*TASK TO COMPLETE*: Present the stretch of the listing below from the line containing "window -> outline each instance" through the end of the listing as a numbered list, leaving out blank lines.

*ENTRIES SHOWN*:

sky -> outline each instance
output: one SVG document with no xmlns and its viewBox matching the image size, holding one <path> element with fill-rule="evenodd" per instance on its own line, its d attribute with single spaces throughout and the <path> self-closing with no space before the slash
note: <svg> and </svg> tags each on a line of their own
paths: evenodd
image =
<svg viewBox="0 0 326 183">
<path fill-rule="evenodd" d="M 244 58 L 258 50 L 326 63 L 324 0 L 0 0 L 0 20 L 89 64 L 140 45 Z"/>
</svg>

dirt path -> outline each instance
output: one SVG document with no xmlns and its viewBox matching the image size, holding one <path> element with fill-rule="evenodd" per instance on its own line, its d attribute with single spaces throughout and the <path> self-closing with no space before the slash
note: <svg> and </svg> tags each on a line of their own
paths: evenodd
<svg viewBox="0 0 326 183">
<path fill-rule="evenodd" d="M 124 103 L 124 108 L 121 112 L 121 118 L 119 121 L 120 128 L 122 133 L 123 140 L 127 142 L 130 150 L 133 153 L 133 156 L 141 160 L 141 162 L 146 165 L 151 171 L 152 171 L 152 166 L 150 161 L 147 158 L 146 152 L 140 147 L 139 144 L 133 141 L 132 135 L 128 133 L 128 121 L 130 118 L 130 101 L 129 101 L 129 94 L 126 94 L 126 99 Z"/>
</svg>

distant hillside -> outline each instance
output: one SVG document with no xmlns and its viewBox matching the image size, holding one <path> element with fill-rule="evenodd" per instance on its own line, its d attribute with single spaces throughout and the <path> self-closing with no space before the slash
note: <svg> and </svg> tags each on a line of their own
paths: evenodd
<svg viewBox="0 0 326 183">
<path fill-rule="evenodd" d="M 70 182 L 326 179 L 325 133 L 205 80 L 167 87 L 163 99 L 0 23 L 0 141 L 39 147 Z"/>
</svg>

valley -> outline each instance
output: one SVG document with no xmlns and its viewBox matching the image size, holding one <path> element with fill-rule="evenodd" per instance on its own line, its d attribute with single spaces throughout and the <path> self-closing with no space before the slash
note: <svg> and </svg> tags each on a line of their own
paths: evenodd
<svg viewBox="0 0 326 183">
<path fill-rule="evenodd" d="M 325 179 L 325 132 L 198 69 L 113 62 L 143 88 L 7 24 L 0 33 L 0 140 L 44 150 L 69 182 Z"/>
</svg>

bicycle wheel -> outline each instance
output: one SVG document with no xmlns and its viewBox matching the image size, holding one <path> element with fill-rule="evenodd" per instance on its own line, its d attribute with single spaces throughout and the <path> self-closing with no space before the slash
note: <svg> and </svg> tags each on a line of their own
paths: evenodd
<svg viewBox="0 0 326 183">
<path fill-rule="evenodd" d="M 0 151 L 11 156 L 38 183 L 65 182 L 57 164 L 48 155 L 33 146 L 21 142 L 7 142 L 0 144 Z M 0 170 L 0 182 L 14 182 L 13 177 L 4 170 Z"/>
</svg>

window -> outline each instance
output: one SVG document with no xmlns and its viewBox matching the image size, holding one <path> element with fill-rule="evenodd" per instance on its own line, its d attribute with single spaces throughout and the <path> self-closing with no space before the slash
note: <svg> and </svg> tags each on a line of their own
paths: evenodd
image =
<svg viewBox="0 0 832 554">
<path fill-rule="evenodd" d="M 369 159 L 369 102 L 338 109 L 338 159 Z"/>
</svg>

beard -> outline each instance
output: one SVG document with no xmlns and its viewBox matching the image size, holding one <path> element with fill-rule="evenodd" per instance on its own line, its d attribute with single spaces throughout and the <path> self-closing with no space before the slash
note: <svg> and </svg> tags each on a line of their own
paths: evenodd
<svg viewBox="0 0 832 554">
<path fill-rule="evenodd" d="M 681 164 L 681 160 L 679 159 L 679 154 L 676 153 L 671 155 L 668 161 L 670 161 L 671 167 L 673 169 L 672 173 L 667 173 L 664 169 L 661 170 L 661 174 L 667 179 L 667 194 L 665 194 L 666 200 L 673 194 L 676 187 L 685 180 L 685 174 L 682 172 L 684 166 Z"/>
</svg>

*FULL SOLUTION*:
1. window -> outline each instance
2. output: one SVG document with no xmlns and its viewBox matching the image size, holding one <path> element with fill-rule="evenodd" per instance on its own line, its d attribute with single spaces throughout and the <path> self-closing with no space before the slash
3. note: <svg> and </svg> tags each on a line of their own
4. paths: evenodd
5. image =
6. <svg viewBox="0 0 832 554">
7. <path fill-rule="evenodd" d="M 369 159 L 369 102 L 338 109 L 338 159 Z"/>
8. </svg>
9. beard -> outline each instance
10. output: one SVG document with no xmlns and its viewBox matching the image size, holding one <path> element with fill-rule="evenodd" per instance on its own line, its d attribute with single spaces throughout and the <path> self-closing with no space before the slash
11. note: <svg> and </svg> tags each on a line of their own
12. paths: evenodd
13. <svg viewBox="0 0 832 554">
14. <path fill-rule="evenodd" d="M 681 164 L 681 160 L 679 159 L 679 154 L 676 153 L 671 155 L 668 161 L 670 161 L 671 167 L 673 169 L 672 173 L 667 173 L 664 169 L 661 170 L 661 174 L 667 179 L 667 194 L 665 194 L 666 200 L 673 194 L 676 187 L 685 180 L 685 174 L 682 172 L 684 166 Z"/>
15. </svg>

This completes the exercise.